╭─ EXTRACTED TEXT

Broadband Cable Association of Pennsylvania


November 20, 2013

Pennsylvania-based cable operator Blue Ridge Communications is making a big bet on TiVo, announcing a deal to deploy every product it is marketing to pay TV distributors, from DVRs to a Web portal. TiVo said Tuesday that Blue Ridge agreed to deploy its new T6 whole-home gateway DVR along with the TiVo Mini and TiVo Stream devices. It's also offering subscribers a Web portal built by TiVo along with mobile video applications.

Atlantic Broadband, the first cable operator to deploy the T6, which contains six tuners, announced a similar deal with TiVo last month. Mediacom Communications announced on Monday that it would deploy the Pace MG1 gateway as its primary DVR, but that it will use TiVo's user interface and program guide. "We made a decision to leverage the expertise of a third party to meet our subscribers' needs and it was clear that TiVo, with its industry leading whole home and multiscreen solution, was really the only service that could deliver on every demand that our customers have now come to expect," Blue Ridge VP of Operations Mark Masenheimer said in a prepared statement. Fierce Cable

Time Warner Cable finance officer Arthur Minson, asked about a possible takeover approach from rival Charter Communications, said it would put the needs of its shareholders above anything else. Speaking at a Morgan Stanley conference in Barcelona, Minson declined to comment on speculation and rumor but when questioned whether there would be a logic to the deal, he said his main concern would be whether it would add value to his investors. Reuters reported earlier this month that Charter Communications was weighing a bid for Time Warner Cable before the year-end. Reuters

The nation's phone system is changing quickly and it is time for the regulators to catch up, new Federal Communications Commission Chairman Tom Wheeler said Tuesday.

Mr. Wheeler, in a blog post, outlined his plan to move forward with what has become known as the IP Transition, the shifting of landlines from circuit-switched systems to a digital, Internet Protocol-based network. Mr. Wheeler said he expects the FCC to vote in January to begin collecting data and conducting trials, in hopes of figuring out how existing regulations must be tweaked to suit an all-digital communications network. "The way forward is to encourage technological change while preserving the attributes of network services that customers have come to expect-that set of values we have begun to call the Network Compact," Mr. Wheeler wrote. "We have listened, and now it is the time to act. In this, I agree with my commission colleagues."

╰─

OBJECTIVES:
(A) In the cable industry news digest, how many tuners does the T6 gateway DVR contain?
(B) Condense the cable industry news digest's paragraph beginning "Time Warner Cable finance officer Arthur Minson" into a bulleted list that keeps its main facts.
(C) Resume the cable industry news digest right after its final sentence, keeping the same technical tone.

╭─ ENTRIES PROVIDED

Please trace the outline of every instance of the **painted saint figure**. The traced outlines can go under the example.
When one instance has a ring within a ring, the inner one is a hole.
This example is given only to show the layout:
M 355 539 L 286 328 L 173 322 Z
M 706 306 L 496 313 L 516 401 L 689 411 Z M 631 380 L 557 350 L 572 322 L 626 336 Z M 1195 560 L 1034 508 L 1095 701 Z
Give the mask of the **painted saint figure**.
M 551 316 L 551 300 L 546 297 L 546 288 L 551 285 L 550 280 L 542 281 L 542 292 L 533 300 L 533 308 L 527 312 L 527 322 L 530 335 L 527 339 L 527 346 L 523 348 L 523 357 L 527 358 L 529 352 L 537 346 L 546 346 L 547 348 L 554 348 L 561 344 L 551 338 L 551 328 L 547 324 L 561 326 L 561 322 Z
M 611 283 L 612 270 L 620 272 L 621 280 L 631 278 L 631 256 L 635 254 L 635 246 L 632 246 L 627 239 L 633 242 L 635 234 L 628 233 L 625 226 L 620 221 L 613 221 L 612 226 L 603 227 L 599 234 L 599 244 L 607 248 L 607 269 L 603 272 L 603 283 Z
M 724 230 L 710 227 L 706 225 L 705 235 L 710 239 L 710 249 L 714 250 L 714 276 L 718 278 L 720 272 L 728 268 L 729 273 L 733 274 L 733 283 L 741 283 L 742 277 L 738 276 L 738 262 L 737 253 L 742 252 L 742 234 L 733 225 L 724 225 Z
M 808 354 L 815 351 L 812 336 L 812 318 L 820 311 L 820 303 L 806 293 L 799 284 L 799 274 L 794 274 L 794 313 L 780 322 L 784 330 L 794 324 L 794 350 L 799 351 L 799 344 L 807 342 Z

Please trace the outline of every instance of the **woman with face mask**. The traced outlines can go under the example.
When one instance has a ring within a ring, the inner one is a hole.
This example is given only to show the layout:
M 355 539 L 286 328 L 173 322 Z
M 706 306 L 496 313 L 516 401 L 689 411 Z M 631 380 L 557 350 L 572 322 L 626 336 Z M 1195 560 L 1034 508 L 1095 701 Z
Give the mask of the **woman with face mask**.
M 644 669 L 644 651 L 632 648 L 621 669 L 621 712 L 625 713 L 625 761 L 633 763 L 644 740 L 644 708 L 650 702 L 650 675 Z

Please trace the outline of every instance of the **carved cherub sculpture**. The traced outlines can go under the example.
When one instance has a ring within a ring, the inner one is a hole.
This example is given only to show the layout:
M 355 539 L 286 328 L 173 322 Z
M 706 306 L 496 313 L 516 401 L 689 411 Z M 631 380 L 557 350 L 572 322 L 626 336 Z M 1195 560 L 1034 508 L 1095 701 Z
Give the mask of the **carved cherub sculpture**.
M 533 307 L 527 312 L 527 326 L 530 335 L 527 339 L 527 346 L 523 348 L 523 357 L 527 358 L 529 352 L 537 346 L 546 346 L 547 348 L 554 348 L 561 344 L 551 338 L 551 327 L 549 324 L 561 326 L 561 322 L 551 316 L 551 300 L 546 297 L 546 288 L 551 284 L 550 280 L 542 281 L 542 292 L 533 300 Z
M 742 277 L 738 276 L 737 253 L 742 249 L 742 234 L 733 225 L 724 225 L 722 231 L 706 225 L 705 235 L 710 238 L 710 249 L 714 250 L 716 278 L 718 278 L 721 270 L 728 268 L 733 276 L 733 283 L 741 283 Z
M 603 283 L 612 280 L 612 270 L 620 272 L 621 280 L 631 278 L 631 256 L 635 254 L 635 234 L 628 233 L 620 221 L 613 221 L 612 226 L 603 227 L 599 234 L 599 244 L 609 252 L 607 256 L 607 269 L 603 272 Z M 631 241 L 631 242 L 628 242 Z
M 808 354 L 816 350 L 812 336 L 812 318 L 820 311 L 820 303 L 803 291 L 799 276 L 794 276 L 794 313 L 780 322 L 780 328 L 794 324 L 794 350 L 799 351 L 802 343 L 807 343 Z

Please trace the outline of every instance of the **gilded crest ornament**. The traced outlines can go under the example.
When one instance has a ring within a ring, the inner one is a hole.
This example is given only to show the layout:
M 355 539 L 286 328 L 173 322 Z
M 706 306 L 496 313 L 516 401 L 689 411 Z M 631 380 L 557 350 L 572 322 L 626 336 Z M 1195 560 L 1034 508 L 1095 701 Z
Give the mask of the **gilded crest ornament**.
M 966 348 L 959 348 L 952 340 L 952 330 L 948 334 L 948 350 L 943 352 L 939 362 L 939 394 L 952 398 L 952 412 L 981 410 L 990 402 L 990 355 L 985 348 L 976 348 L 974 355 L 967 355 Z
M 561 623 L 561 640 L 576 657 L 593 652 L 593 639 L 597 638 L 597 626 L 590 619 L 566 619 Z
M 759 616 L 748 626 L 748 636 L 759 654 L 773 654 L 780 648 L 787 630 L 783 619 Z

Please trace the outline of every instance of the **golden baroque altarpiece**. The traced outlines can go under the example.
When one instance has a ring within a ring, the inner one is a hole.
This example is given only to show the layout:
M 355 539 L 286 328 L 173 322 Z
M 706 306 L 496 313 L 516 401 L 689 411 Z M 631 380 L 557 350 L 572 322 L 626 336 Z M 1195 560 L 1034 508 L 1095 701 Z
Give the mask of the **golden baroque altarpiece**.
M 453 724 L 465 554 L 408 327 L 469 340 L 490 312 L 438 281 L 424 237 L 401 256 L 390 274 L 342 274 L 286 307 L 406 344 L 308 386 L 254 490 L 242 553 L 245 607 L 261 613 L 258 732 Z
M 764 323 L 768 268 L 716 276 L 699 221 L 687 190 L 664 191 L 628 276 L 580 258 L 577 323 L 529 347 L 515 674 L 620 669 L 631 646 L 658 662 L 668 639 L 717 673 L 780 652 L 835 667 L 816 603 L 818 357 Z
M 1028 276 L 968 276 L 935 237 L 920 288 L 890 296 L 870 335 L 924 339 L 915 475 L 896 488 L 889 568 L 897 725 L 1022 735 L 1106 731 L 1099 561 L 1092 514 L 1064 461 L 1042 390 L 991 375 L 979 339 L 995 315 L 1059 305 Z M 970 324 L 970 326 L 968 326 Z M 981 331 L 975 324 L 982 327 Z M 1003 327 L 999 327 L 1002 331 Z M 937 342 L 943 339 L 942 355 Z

╰─

RESULTS OF THE TASKS:
(A) Six.

(B)
- Arthur Minson, Time Warner Cable's finance officer, was asked about a possible takeover approach from rival Charter Communications.
- He said the company would put its shareholders' needs above anything else.
- Speaking at a Morgan Stanley conference in Barcelona, he declined to comment on speculation and rumor.
- Asked whether the deal would make sense, he said his main concern was whether it would add value for investors.
- Earlier in the month, Reuters reported that Charter was weighing a bid for Time Warner Cable before year-end.

(C)
The existing landline phone network controlled by companies like AT&T Inc., Verizon Communications Inc. and CenturyLink Inc. is subject to strict rules developed over a century, including a host of consumer protection measures and requirements to allow rival carriers access to the network. Even newer technologies, such as wireless phones and Voice over IP, or VoIP, must connect to the existing phone network in order to complete calls. "We're not just talking about the 100 million people with traditional phone lines. That alone would be important. But we're also talking about reaching into the guts of the system, where things like 911 work, and figuring out how to upgrade that to these new technologies," said Harold Feld, senior vice president at Public Knowledge, an open Internet advocacy group.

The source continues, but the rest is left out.